Text under study:
--

Company graphic on Ahpun production build up (from recent Jan 2024 AGM presentation note: includes injector wells):
Final Thoughts
Since David Hobbs took over, the company has been more frank about the sheer amount of capex required to fully develop these plays; $100s of millions before (if!) they become self-funding and tens of billions to drill it all out. In mid-December the company had less than $8m in the bank with just over $4m to come in for financing the convertible payment in March. Offsetting that we have likely had cash burn from G&A since then, year end remuneration, payments to Geomark for their well analysis, and presumably other payments from historic payables outstanding as well as to NSAI (for the expert report to come) and perhaps also to Schlumberger. Given we haven’t had any news of non-equity financing or potential farm outs, it would seem reasonable to believe an equity raise will be necessary in the near future. That may disappoint those hoping that the years of continued equity dilution may be coming to an end, and provide a headwind to the shares in the short term, notwithstanding our longer term concerns. Those remain the same as they always have been:
1. This is the very early stage of a science project which will likely consume a large amount of capital, in a region with limited oil service availability, extreme temperatures, with high drilling and completion costs. Not easy for a company with minimal cash and liquidity on hand.
2. Results from tests so far have been of variable and generally poor quality, with vague and ambiguous disclosure
3. Oil rates have generally been low, with tight rock and reservoir pressure concerns
4. The reservoir rock appears heterolithic and heterogenous making it hard to forecast low risk scaling up of the play
5. The material gas production in a basin that doesn’t have gas offtake and frowns upon flaring adds additional serious complications to any development plan.

--

[Segmentation mask data]
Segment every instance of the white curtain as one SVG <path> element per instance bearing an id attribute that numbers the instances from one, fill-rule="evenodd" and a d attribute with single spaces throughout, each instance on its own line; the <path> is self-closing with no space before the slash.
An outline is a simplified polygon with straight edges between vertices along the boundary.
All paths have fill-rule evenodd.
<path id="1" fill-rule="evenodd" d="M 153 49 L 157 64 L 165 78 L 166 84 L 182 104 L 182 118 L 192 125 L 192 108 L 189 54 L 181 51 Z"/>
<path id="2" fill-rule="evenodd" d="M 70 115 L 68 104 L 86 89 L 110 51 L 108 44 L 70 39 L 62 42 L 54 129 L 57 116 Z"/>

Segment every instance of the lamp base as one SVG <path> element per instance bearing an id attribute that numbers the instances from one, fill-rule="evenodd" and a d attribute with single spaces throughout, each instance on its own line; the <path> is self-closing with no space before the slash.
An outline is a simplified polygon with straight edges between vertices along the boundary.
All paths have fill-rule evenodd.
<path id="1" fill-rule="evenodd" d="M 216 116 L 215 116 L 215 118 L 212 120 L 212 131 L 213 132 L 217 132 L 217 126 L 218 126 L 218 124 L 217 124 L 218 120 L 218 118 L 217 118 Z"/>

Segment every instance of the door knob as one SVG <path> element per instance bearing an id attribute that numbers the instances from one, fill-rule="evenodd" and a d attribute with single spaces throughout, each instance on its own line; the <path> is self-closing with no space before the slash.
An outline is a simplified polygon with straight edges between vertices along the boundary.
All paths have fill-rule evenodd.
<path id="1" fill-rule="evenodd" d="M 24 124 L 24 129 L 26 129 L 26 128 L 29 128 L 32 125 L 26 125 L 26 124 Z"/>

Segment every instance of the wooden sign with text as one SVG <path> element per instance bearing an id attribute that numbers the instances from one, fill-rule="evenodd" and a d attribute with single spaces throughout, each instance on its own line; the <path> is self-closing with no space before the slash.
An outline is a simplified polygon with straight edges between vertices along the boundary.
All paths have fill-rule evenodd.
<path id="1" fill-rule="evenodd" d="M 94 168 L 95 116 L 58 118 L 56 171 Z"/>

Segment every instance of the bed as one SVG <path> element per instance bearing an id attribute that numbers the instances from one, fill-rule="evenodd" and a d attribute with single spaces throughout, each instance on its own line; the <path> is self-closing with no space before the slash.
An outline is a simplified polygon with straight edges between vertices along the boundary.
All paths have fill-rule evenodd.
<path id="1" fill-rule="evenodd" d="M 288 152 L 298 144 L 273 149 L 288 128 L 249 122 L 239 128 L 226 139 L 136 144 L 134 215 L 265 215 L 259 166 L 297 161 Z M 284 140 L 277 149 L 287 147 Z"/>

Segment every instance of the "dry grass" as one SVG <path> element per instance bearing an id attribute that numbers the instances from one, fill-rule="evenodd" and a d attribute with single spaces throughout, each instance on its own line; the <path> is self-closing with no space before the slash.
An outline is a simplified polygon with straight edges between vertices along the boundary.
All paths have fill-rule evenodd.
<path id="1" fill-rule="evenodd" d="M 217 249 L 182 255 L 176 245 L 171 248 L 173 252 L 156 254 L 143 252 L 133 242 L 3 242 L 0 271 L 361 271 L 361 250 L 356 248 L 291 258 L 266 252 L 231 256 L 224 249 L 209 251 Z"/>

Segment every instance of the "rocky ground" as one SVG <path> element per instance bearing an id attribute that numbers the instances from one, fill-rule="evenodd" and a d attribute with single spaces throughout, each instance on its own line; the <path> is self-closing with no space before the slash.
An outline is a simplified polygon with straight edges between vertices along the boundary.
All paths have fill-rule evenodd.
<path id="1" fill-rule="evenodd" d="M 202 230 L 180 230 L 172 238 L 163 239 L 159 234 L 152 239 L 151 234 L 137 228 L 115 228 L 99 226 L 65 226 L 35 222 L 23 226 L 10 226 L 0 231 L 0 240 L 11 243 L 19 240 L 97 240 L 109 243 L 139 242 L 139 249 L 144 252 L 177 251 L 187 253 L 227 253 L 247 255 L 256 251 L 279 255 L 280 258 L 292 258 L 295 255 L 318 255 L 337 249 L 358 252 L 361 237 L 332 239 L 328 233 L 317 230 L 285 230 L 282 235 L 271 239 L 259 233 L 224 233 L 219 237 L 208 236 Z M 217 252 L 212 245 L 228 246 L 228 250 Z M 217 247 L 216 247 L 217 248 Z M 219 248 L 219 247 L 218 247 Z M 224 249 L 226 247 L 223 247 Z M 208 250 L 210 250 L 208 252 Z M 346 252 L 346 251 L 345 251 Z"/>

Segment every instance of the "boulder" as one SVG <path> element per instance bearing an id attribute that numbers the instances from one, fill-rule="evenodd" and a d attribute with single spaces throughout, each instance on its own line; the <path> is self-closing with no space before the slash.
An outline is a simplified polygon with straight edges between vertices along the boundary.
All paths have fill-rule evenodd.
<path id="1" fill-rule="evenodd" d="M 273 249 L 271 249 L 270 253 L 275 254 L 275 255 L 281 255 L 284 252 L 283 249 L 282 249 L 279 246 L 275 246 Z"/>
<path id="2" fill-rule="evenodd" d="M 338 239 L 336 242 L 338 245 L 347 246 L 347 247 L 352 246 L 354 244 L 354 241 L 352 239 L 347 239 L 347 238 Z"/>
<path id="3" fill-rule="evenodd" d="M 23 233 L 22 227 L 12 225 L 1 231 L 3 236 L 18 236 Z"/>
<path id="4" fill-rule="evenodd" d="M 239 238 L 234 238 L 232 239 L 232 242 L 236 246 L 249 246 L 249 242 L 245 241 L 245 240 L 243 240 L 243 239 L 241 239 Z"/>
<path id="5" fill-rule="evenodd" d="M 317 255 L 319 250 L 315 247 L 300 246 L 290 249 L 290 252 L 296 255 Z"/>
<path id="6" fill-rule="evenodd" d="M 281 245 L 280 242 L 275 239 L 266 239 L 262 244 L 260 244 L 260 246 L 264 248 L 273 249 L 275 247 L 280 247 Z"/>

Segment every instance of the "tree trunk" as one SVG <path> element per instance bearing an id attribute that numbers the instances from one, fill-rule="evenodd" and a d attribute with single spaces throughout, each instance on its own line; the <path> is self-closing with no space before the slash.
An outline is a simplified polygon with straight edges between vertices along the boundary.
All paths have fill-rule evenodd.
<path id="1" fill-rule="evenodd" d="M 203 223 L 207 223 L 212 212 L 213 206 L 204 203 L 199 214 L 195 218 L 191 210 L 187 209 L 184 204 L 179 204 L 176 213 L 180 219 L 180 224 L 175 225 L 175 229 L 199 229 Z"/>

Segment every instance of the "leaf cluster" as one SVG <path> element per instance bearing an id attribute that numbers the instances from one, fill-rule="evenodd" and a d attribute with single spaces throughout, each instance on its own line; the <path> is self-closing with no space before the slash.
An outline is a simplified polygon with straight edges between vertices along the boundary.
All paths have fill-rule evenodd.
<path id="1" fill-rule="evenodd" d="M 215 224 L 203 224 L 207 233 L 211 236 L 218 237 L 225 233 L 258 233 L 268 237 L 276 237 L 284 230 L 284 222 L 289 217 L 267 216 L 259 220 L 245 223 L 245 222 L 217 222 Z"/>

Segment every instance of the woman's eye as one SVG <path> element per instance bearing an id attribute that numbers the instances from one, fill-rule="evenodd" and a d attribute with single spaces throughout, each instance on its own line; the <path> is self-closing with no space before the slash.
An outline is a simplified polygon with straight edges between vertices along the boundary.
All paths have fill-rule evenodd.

--

About this exercise: Continue the commentary on the oil company's capital needs and development risks, picking up right after the fifth listed concern.

Response:
6. A long term production test or EWT that conclusively proves commerciality has yet to occur. In any case, as we have seen in West Texas, multiple EWTs are required to test commerciality and underpin EUR judgements
Footnote: Vertical to Horizontal Productivity assumption
*Regarding the Joshi productivity model (cited above) a number of subsequent papers (eg JERT 2011 Adesina et al “Modelling Productivity Index for Long Horizontal Well”) highlight issues with Joshi’s apparent assumption of infinite conductivity/uniform flow along the wellbore, and the potential offsetting impact of moderate pressure drawdown in the wellbore. Given stated initial reservoir pressure below bubble point and the potential varying quality (heterolithic and heterologous) of the reservoir, Pantheon’s horizontal type curve scaling appears highly optimistic. See also Cho, H. and Shah, S. N., "Optimization of Well Length for Horizontal Drilling", IPC Paper 2000-27 presented at the Petroleum Society Canada International Petroleum Conference 2000, Calgary, Canada, June 4-6, 2000.